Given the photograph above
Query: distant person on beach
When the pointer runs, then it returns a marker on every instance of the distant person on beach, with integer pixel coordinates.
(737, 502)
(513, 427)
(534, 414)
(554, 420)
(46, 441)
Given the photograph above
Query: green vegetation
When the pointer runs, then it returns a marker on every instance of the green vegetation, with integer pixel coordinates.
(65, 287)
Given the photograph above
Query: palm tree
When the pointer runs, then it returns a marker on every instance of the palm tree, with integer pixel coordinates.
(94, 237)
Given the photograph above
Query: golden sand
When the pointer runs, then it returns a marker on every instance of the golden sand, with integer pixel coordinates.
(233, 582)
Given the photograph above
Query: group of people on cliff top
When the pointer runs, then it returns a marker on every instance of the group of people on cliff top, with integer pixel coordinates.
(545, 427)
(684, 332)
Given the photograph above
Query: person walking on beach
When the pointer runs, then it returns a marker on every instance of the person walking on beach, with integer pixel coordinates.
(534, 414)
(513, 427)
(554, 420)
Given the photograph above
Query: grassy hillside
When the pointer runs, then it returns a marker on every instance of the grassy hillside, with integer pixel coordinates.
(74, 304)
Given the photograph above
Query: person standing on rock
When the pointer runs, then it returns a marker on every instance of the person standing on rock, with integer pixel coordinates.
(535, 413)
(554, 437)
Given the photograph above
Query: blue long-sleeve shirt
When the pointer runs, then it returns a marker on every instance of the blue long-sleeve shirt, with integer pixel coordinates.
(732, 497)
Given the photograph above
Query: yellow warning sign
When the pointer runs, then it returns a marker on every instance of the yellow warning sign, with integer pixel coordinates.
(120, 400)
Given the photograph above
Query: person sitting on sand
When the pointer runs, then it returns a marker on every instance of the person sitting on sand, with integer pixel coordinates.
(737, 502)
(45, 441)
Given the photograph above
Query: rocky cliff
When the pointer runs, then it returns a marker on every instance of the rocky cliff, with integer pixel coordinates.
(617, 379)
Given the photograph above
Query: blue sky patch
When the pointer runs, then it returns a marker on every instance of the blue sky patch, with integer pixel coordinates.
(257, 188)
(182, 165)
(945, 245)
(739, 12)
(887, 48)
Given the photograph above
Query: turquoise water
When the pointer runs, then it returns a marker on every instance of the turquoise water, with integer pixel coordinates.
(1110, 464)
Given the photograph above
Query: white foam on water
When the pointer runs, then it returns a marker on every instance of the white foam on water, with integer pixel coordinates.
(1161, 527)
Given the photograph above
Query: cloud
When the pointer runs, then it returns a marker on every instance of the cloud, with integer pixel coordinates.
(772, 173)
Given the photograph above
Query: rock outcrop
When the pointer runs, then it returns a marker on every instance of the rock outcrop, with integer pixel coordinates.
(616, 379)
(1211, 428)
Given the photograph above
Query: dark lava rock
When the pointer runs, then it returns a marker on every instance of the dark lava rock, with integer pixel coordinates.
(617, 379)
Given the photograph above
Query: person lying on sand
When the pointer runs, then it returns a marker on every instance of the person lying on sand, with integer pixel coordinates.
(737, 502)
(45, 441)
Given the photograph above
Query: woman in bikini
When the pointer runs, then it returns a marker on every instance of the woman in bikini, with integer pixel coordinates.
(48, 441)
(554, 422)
--
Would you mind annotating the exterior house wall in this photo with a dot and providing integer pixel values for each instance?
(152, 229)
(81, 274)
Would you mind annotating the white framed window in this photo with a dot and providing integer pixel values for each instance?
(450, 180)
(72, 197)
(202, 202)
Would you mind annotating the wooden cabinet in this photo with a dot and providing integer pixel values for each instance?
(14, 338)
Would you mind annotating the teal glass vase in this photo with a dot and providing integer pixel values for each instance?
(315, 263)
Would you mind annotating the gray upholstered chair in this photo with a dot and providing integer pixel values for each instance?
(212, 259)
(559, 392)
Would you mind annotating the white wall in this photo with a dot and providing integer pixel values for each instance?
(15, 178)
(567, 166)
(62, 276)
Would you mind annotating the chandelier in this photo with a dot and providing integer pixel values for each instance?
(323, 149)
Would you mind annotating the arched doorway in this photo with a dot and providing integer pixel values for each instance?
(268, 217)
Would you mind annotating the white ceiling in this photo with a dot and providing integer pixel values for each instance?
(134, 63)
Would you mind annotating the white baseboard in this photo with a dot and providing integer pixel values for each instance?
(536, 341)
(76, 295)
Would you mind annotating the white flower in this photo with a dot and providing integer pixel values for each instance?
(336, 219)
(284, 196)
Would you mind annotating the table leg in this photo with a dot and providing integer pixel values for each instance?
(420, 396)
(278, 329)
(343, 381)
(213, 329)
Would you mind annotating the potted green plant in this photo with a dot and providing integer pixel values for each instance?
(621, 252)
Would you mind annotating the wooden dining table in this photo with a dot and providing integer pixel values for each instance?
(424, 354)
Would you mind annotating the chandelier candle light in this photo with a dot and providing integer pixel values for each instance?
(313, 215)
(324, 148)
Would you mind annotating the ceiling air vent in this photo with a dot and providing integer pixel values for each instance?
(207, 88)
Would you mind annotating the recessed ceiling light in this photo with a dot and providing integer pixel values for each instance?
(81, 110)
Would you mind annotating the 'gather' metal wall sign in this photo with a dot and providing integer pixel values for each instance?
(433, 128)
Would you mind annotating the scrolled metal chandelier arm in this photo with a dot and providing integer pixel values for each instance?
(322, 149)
--
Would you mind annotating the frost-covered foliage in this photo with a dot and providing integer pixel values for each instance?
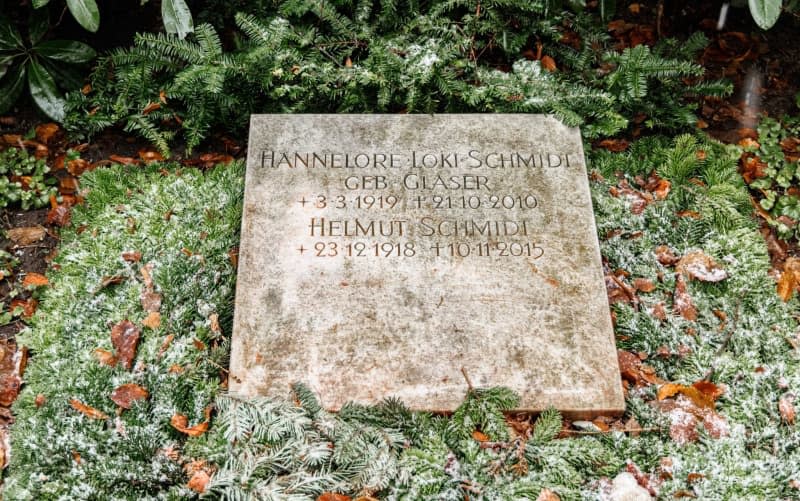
--
• [DESCRIPTION OF THE TASK]:
Taking the records above, retype every line from the one with "Query: turquoise water" down to the one with "Query: white foam on water", exactly and with nothing else.

• [TASK OUTPUT]:
Query: turquoise water
When the pointer runs, then it returns a marker on every instance of the turquoise water, with integer pixel coordinates.
(1110, 464)
Given the photograph above
Query: white foam on water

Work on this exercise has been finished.